To do
Select every line of the listing below that contains the word "santa".

# # # #

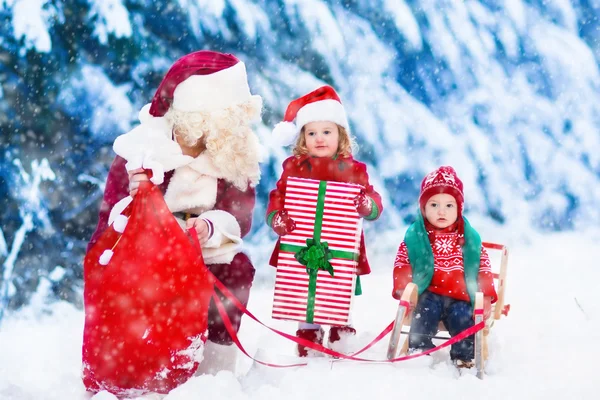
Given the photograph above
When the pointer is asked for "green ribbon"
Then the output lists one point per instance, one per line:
(316, 255)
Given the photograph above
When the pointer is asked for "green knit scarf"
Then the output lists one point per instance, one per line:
(420, 255)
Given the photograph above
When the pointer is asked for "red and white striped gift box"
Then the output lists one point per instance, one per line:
(329, 206)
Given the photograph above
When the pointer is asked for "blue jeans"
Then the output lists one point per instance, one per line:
(456, 315)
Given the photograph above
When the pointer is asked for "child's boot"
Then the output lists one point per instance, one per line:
(312, 335)
(339, 337)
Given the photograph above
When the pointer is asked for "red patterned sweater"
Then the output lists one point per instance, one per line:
(448, 272)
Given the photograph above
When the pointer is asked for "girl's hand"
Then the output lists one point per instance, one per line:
(202, 229)
(363, 204)
(135, 177)
(282, 223)
(487, 307)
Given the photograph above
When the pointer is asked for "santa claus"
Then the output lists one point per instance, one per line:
(195, 137)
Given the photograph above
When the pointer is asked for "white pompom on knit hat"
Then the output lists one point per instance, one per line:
(322, 104)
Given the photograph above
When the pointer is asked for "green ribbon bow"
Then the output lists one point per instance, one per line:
(315, 256)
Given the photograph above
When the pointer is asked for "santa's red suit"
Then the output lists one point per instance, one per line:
(217, 185)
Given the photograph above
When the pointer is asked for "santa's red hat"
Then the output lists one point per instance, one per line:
(443, 180)
(322, 104)
(201, 81)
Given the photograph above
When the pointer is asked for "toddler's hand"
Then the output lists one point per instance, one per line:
(282, 223)
(363, 204)
(202, 229)
(487, 307)
(135, 177)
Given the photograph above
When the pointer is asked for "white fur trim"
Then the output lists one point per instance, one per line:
(105, 257)
(120, 223)
(193, 186)
(151, 139)
(215, 91)
(118, 208)
(226, 240)
(324, 110)
(285, 133)
(144, 114)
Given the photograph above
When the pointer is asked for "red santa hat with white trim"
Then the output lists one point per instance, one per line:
(201, 81)
(206, 81)
(444, 180)
(322, 104)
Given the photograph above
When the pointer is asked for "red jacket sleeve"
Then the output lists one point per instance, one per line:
(486, 278)
(360, 171)
(277, 195)
(238, 203)
(402, 270)
(117, 188)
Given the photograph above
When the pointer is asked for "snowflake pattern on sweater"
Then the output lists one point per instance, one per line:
(448, 272)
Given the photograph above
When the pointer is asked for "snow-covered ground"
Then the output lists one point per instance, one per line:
(545, 349)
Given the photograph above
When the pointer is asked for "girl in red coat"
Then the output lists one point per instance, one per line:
(323, 151)
(442, 254)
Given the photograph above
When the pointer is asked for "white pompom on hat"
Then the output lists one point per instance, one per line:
(322, 104)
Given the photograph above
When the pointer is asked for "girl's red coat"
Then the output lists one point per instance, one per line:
(341, 169)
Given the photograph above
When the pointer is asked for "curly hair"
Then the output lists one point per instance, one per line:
(346, 145)
(230, 142)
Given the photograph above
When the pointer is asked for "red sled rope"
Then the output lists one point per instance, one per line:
(315, 346)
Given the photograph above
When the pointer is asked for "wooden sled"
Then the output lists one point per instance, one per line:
(408, 303)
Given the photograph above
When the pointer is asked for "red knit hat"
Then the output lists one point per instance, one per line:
(322, 104)
(443, 180)
(199, 81)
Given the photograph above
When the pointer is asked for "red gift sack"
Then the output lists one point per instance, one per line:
(146, 310)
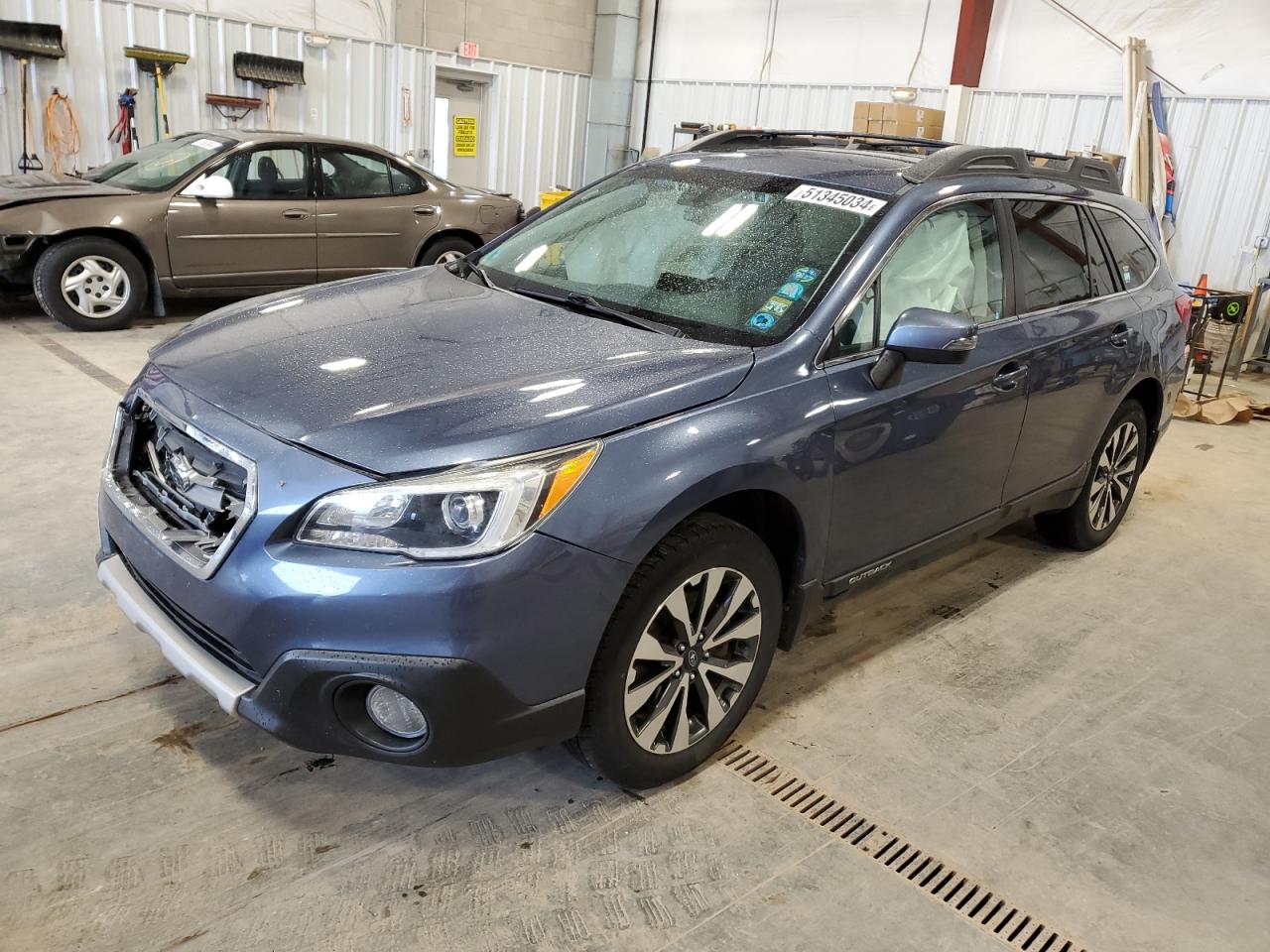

# # # #

Task answer
When the pointer is asked for "santa claus"
When the pointer is asked for "santa's red suit"
When the pointer is asked for "santa's red hat"
When the pointer is asked for "red santa hat with white trim"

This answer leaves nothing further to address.